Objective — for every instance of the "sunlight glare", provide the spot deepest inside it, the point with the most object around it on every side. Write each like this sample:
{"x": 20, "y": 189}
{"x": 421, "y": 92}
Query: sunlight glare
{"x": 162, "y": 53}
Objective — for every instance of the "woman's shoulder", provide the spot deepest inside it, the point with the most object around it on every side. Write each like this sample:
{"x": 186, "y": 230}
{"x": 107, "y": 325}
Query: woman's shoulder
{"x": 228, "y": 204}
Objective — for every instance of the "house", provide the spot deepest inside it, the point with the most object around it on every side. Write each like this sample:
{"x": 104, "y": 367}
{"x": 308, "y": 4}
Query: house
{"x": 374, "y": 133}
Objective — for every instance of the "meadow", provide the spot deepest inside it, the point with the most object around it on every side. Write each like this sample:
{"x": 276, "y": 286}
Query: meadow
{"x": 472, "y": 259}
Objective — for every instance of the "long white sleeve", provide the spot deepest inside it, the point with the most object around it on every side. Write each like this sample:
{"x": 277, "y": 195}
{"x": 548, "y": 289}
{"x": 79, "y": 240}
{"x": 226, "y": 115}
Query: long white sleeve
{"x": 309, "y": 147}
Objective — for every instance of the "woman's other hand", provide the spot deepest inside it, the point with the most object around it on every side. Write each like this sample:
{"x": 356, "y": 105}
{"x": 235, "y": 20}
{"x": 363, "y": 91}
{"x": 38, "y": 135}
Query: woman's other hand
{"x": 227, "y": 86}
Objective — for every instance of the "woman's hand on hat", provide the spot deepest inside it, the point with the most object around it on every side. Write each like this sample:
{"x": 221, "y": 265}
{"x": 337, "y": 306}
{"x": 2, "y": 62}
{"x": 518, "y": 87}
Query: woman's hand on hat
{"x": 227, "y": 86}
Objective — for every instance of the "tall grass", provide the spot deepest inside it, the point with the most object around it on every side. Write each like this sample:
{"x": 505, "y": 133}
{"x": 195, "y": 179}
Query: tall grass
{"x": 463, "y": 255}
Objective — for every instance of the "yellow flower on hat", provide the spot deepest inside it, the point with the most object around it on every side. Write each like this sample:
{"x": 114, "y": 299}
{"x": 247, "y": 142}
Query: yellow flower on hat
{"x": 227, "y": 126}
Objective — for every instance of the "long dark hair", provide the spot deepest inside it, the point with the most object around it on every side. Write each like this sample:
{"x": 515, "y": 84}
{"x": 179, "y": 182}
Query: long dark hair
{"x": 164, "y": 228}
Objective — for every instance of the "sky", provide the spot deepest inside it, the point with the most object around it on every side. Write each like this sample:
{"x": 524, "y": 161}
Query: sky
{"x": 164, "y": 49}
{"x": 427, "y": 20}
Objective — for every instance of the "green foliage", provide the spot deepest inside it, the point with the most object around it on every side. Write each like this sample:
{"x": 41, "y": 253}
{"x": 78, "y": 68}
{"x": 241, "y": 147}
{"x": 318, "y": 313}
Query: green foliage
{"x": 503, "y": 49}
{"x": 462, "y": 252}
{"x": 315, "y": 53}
= = =
REQUIREMENT:
Every line above should be printed again exactly as it stands.

FULL SOLUTION:
Objective — for every instance of the "sunlight glare", provide the spot deepest inside it, the point with the most object around it on every side. Write each like this sample:
{"x": 20, "y": 189}
{"x": 421, "y": 92}
Query: sunlight glare
{"x": 162, "y": 53}
Objective — for every instance of the "woman's shoulder", provide the spot deepest inside it, the point with the most object around it on every side. Write each like this sample:
{"x": 186, "y": 230}
{"x": 107, "y": 325}
Query: woman's shoulder
{"x": 228, "y": 204}
Objective — for every instance of the "house", provide the spot deepest inside it, the point with the most object around it on every side. Write each like this sample:
{"x": 104, "y": 367}
{"x": 308, "y": 4}
Query: house
{"x": 374, "y": 133}
Objective — for every instance of the "meadow", provide the spot deepest inside it, the point with the most object around it on every side. Write each like this sample:
{"x": 276, "y": 286}
Query: meadow
{"x": 472, "y": 259}
Objective — for every instance of the "long white sleeve", provide the spot deepest inside it, the point with the most object around it on every side. Write each like this sample:
{"x": 277, "y": 195}
{"x": 548, "y": 289}
{"x": 79, "y": 240}
{"x": 226, "y": 115}
Query: long white sleeve
{"x": 309, "y": 147}
Objective — for every instance of the "woman's other hand", provide the spot deepest inside it, the point with the most object around it on every side. Write each like this sample:
{"x": 356, "y": 105}
{"x": 235, "y": 20}
{"x": 363, "y": 91}
{"x": 38, "y": 135}
Query: woman's other hand
{"x": 227, "y": 86}
Objective — for every instance of the "woman's hand on hat", provide the spot deepest inside it, the point with the most object around it on every side. Write each like this sample:
{"x": 221, "y": 265}
{"x": 337, "y": 306}
{"x": 2, "y": 62}
{"x": 518, "y": 87}
Query: woman's hand on hat
{"x": 227, "y": 86}
Objective — for every instance of the "tall grass", provide the spot deepest inside it, the point with the most object around it on every side. Write each like this sample:
{"x": 505, "y": 133}
{"x": 195, "y": 179}
Query: tall grass
{"x": 463, "y": 255}
Objective — for every instance of the "yellow flower on hat", provide the spot deepest inside it, the point with the most object around it on every side. Write each like this sample:
{"x": 114, "y": 299}
{"x": 247, "y": 142}
Query: yellow flower on hat
{"x": 227, "y": 126}
Objective — for every instance of the "long dark hair", provide the spot deepest inside it, the point with the most object around it on every side. Write each like this sample:
{"x": 515, "y": 84}
{"x": 179, "y": 182}
Query: long dark hair
{"x": 164, "y": 228}
Objective — for every instance of the "sky", provide the spot deepest inside it, the point with the most object around it on every side. Write each like this sample:
{"x": 524, "y": 161}
Query: sky
{"x": 164, "y": 49}
{"x": 427, "y": 20}
Objective — for every instance of the "green foliage", provide the spot deepest inside it, the point with the most object around it on every side. Write each like this sample:
{"x": 41, "y": 253}
{"x": 78, "y": 68}
{"x": 241, "y": 147}
{"x": 318, "y": 313}
Query: green foliage
{"x": 503, "y": 49}
{"x": 462, "y": 252}
{"x": 315, "y": 53}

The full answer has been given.